Excerpts from location labeling data
....

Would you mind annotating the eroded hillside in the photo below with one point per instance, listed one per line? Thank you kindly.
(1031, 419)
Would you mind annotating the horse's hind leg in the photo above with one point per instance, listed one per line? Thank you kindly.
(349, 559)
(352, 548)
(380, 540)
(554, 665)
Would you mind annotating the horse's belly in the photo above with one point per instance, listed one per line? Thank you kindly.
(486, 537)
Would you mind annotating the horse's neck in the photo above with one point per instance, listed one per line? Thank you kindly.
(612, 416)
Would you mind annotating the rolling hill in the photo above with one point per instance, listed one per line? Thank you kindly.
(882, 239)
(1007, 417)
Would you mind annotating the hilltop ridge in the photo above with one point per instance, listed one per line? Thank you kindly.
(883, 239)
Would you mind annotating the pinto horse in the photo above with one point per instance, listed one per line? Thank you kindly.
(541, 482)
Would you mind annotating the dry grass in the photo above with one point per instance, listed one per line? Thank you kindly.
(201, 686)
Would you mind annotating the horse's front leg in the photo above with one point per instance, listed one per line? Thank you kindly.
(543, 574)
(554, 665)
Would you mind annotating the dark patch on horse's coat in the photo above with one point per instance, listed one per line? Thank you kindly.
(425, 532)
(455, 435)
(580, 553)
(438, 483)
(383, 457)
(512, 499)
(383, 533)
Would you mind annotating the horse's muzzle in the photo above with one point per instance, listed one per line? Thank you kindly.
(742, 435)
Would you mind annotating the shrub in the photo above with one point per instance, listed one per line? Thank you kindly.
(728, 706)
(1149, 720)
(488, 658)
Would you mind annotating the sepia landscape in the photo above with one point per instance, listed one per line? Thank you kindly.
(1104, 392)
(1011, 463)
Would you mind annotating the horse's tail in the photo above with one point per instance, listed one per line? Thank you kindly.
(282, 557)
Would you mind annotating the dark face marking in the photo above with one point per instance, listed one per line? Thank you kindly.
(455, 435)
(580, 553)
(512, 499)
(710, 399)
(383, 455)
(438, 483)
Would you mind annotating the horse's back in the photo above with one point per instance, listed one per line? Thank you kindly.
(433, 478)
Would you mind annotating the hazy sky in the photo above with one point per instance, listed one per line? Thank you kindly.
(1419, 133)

....

**Work to be completed**
Copy out the listing above word for word, keeping every line in its original order.

**Solved exercise**
Would you mind annotating the eroded hillside in the photo below with one point per instance, listed one per line? Thank you kindly.
(1031, 419)
Would you mind annotating the horse's hind leg in the photo above with one point per instance, listed one per line? Thank you kindly.
(349, 559)
(352, 548)
(380, 540)
(554, 665)
Would you mind annotating the horse's belly in the photo above with one point per instance, listed one per line? Thank you kindly.
(486, 537)
Would you mind annotating the horse's neck in the photo above with one point per instance, listed one per line? Thank you kindly.
(612, 416)
Would you mind annotating the rolling hill in the photo above with one point per instance, listed one per line? Thank you kindly.
(882, 239)
(1007, 417)
Would you mind annotating the hilltop ridge in the photo above with one point per instance, listed one per line? Thank you kindly.
(883, 239)
Would you mind annotating the pinto horse in the photo above with one point per instance, listed one per line? Thank you kindly.
(541, 482)
Would you mind annotating the dry grass in the photo above with one point per instance, listed one per line? Thank you kindly.
(201, 686)
Would you mind annotating the horse's front leg in the photo above with one point per instance, listed one per line? Thank you kindly.
(543, 574)
(554, 665)
Would you mind annotating the dark patch on horse's coat in the photo above with one point per instance, listed one per line? Thank you kindly.
(425, 532)
(455, 435)
(580, 553)
(438, 483)
(383, 457)
(512, 499)
(383, 533)
Would you mind annotating the horse's muzzle in the photo above with one point per instance, listed one per line? Thank you kindly.
(742, 435)
Would you mind annotating the shrub in the photo above with one point per instance, listed one per line? Thank you kindly.
(728, 706)
(1149, 720)
(488, 658)
Would you mind annotating the sepia landscape in the photo above with one point per instance, listed one per line? Thank you kindly.
(1104, 392)
(1011, 463)
Would you mind annotating the horse's tail in the photo above with one point per instance, listed one per line? Thank you kindly.
(282, 557)
Would you mind annotating the dark face marking in the photo above with one point per instance, listed one per line? Thank you kindly.
(455, 435)
(580, 553)
(512, 499)
(710, 399)
(383, 455)
(438, 483)
Would you mind annotating the horse's back in the photo above with one point per instance, listed one per line? Thank you kindly.
(433, 478)
Would you mind annotating the hazy sky in the photo above with one point per instance, listed one per line? Thank you kindly.
(1419, 133)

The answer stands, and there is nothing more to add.